__Exercise directions__
Beginning at the line with "find the ceiling light fixture", output each line to the end of the listing below exactly, please.
Start
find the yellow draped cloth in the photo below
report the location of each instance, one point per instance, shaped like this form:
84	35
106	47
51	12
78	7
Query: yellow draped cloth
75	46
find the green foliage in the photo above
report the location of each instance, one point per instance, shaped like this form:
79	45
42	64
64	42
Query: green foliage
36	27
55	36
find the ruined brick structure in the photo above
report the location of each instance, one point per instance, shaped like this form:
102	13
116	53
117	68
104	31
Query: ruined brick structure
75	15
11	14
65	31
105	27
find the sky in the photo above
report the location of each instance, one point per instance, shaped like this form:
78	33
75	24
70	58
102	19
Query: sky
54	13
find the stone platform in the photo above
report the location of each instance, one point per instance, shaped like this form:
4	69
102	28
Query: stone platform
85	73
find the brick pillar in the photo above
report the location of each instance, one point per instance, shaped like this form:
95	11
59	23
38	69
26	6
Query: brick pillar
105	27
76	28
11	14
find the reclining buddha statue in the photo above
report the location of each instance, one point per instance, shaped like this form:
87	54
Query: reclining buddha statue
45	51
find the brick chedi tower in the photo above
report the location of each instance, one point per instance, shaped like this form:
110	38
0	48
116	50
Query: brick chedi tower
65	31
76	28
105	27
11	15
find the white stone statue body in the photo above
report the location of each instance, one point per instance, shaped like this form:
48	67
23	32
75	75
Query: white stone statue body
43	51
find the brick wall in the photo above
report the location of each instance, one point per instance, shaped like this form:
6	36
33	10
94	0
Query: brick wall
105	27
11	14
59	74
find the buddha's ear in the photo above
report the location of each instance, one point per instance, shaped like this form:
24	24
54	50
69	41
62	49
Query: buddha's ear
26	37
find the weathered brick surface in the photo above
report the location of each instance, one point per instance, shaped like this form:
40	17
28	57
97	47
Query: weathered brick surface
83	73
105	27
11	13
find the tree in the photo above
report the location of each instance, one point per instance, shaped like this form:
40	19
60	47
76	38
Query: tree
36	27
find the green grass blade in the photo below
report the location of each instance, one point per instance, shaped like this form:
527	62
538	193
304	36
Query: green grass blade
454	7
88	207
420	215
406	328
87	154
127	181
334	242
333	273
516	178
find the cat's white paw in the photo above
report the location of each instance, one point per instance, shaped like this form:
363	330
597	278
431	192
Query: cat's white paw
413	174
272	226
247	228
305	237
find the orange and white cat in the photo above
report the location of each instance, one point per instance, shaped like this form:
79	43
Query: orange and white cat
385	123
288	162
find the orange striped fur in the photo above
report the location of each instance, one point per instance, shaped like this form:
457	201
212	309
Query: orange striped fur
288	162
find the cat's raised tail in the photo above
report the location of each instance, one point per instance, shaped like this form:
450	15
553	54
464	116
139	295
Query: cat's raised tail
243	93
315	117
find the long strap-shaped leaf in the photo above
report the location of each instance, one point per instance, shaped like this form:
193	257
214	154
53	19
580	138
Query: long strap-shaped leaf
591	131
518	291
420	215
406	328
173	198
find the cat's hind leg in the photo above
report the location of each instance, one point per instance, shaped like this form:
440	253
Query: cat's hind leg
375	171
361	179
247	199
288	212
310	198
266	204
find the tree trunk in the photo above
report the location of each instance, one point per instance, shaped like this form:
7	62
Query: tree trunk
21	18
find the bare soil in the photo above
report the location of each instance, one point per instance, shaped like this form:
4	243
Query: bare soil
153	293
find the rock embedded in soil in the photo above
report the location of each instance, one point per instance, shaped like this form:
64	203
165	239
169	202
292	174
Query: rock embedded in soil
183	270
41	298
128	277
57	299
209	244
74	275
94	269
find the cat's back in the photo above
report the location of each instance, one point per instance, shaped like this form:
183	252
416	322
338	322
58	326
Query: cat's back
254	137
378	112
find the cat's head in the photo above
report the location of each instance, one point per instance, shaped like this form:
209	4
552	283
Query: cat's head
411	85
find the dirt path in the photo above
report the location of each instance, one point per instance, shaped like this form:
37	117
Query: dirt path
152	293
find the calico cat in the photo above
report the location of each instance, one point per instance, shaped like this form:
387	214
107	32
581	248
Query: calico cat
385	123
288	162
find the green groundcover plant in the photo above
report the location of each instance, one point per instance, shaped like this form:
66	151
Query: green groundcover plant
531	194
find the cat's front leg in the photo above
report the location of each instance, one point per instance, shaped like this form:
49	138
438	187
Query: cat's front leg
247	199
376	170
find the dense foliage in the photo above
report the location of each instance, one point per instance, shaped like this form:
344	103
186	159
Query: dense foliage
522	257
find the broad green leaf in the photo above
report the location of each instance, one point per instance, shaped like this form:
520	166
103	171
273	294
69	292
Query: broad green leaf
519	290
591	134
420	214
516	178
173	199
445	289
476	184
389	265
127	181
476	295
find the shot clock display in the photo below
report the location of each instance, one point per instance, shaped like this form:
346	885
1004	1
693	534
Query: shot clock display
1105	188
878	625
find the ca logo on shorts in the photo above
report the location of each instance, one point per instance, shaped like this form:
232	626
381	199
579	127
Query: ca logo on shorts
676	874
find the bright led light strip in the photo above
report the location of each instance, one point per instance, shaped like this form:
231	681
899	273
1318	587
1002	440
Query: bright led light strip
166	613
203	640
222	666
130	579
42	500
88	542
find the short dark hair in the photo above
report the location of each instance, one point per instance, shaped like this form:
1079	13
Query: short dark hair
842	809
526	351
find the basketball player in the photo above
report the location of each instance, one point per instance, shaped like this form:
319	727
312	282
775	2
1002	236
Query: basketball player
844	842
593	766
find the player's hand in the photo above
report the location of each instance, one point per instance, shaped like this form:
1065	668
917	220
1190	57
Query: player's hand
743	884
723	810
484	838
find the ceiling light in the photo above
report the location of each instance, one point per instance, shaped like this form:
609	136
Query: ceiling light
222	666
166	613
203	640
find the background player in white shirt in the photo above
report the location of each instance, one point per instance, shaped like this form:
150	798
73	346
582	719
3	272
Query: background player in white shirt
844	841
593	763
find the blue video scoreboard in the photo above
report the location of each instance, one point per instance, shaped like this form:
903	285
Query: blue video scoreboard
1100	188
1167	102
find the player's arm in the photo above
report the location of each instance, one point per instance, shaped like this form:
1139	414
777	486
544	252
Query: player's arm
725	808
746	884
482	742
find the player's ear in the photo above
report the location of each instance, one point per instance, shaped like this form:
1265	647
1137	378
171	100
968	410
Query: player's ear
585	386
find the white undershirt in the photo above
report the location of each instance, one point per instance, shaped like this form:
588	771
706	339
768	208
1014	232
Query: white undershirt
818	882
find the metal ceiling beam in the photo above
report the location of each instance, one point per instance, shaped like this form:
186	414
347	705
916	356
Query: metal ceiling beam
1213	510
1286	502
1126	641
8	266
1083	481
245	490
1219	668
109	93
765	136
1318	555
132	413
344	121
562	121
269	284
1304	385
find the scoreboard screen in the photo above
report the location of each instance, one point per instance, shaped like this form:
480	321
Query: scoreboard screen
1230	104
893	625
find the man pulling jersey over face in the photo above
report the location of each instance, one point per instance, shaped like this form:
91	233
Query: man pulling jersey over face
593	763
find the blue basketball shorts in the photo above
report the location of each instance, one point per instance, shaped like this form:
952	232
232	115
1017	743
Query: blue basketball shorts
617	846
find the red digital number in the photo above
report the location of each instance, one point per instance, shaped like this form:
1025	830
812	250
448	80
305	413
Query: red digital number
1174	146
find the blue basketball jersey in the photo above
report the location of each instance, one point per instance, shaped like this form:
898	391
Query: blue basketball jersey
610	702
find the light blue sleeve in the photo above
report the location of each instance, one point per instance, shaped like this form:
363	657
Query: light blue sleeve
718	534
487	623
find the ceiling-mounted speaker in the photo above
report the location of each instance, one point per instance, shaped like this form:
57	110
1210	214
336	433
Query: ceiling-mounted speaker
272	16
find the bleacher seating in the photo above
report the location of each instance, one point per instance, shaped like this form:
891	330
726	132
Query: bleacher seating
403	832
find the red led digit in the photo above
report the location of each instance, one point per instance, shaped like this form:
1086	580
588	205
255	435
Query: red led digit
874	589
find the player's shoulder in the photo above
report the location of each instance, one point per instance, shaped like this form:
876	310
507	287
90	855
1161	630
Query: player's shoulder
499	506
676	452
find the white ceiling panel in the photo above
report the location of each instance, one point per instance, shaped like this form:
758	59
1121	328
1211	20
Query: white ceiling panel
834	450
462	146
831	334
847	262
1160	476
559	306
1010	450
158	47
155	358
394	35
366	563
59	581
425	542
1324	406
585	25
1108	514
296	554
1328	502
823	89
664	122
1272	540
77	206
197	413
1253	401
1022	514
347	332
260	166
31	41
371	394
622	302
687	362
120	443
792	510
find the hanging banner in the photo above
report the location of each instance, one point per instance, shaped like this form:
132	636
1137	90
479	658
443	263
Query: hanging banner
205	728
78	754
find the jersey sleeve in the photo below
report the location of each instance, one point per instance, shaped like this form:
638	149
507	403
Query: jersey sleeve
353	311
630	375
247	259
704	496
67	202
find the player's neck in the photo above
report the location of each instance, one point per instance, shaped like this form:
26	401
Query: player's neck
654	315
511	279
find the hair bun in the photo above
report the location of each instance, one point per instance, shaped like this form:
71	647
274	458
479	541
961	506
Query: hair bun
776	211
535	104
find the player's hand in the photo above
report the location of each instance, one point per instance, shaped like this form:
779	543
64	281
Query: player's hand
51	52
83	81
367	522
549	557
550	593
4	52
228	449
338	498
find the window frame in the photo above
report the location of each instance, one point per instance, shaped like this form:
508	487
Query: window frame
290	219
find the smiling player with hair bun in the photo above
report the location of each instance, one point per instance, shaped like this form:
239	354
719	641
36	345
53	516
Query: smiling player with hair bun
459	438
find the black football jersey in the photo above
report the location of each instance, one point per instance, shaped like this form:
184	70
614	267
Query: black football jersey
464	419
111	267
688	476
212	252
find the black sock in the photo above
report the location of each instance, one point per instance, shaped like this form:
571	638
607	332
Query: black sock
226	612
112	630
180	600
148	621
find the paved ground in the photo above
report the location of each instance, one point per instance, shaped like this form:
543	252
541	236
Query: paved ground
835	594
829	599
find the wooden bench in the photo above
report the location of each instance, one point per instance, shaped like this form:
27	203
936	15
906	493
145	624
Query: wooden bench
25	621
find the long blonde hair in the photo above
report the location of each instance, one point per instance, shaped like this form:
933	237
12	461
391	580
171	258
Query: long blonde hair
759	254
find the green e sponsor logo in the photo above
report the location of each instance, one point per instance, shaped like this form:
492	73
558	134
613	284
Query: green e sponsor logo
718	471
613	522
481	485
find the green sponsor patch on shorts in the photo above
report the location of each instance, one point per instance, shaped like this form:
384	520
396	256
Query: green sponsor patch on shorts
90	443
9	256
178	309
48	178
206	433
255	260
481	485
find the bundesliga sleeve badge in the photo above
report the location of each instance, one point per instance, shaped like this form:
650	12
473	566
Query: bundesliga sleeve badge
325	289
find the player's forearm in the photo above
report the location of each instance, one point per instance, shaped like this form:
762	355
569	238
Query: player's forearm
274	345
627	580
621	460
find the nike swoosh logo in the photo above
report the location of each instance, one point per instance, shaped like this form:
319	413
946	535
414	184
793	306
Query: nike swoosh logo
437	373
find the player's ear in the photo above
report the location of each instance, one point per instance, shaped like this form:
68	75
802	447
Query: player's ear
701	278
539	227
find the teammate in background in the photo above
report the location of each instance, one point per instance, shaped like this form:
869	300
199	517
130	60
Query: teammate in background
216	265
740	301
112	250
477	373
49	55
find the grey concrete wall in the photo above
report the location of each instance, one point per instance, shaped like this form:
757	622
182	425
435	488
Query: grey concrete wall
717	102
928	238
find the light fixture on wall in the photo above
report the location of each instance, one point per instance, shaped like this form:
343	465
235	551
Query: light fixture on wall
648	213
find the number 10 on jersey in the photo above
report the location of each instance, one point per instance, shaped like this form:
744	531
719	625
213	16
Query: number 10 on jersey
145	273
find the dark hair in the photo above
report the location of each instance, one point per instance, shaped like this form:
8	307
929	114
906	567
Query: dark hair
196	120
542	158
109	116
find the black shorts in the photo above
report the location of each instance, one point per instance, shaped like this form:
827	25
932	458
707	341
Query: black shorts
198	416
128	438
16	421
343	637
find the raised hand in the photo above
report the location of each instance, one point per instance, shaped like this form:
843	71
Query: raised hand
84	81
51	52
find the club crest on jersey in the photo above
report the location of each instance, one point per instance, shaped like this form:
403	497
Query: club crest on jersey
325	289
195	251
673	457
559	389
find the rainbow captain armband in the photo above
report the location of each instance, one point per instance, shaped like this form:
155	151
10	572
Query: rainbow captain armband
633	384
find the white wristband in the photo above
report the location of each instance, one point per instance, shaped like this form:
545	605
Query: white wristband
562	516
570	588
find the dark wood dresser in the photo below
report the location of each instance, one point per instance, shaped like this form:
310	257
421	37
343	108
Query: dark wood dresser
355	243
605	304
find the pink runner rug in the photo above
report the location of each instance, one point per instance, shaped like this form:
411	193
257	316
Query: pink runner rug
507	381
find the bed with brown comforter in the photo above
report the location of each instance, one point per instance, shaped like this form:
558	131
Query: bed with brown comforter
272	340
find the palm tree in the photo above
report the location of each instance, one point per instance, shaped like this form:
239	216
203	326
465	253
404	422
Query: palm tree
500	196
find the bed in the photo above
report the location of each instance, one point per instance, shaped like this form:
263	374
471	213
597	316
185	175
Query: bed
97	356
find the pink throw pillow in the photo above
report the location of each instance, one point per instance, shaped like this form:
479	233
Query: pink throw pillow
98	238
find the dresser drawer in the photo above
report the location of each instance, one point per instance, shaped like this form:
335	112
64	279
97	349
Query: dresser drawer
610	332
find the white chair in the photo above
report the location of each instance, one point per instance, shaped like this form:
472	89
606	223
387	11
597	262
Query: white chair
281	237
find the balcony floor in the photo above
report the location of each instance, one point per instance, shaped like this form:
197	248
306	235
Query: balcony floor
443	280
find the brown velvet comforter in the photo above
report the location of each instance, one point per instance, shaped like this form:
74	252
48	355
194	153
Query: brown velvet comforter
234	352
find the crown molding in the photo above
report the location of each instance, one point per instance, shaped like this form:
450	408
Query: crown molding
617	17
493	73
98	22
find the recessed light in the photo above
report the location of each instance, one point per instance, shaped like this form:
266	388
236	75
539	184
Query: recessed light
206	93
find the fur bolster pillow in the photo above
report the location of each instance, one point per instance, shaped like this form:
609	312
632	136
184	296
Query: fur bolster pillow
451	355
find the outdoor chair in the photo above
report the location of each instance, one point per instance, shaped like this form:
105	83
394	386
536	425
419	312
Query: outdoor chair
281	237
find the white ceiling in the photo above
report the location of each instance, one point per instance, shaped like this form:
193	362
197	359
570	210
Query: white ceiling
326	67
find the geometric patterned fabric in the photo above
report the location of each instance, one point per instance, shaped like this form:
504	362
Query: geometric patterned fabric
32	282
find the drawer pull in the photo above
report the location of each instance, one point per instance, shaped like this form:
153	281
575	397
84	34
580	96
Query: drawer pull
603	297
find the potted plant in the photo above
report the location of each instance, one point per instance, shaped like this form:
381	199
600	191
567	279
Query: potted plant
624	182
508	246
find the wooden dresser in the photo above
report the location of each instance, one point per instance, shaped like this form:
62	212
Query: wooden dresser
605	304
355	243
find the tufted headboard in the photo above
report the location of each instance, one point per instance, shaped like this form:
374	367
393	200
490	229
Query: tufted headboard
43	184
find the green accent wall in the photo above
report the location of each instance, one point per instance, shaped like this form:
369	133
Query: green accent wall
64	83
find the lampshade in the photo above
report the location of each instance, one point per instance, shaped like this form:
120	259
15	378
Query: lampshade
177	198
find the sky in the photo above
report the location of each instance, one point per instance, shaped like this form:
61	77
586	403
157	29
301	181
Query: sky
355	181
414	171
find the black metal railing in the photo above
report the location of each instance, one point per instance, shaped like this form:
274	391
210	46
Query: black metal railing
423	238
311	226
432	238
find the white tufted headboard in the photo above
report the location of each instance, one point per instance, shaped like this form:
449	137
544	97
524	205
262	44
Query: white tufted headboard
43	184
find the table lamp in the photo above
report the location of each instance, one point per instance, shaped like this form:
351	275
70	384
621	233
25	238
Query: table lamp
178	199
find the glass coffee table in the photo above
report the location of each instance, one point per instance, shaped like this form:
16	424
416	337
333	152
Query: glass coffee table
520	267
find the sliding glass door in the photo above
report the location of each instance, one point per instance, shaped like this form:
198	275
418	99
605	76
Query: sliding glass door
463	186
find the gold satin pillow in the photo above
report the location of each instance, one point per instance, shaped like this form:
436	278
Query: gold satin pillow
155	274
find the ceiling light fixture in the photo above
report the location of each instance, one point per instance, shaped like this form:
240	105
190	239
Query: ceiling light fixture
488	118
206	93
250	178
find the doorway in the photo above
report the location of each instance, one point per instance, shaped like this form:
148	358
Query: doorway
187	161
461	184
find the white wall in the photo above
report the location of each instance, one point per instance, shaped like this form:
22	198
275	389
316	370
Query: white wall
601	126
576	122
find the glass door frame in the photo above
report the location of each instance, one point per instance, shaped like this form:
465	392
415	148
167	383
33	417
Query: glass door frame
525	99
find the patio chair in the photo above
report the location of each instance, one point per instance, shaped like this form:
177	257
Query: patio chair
End
__Answer to this task__
find the ceiling light fixture in the photo above
report the location of each instance, one point per instance, shaped like this form:
240	105
190	239
Query: ceiling light fixture
488	118
206	93
250	178
find the doorway in the photo above
report the location of each instance, one point per instance, shaped like this form:
148	358
Query: doorway
187	161
461	184
find the white wall in the photo above
report the location of each instance, one point per instance, shaped like this form:
22	198
275	389
316	370
Query: white wall
601	126
576	122
find the glass door frame in the photo above
report the location of each instance, one point per instance, shaped like this form:
465	392
415	148
167	383
33	417
Query: glass door frame
525	99
find the patio chair in the photo above
report the location of each instance, one point per instance, shaped like this form:
177	257
Query: patio chair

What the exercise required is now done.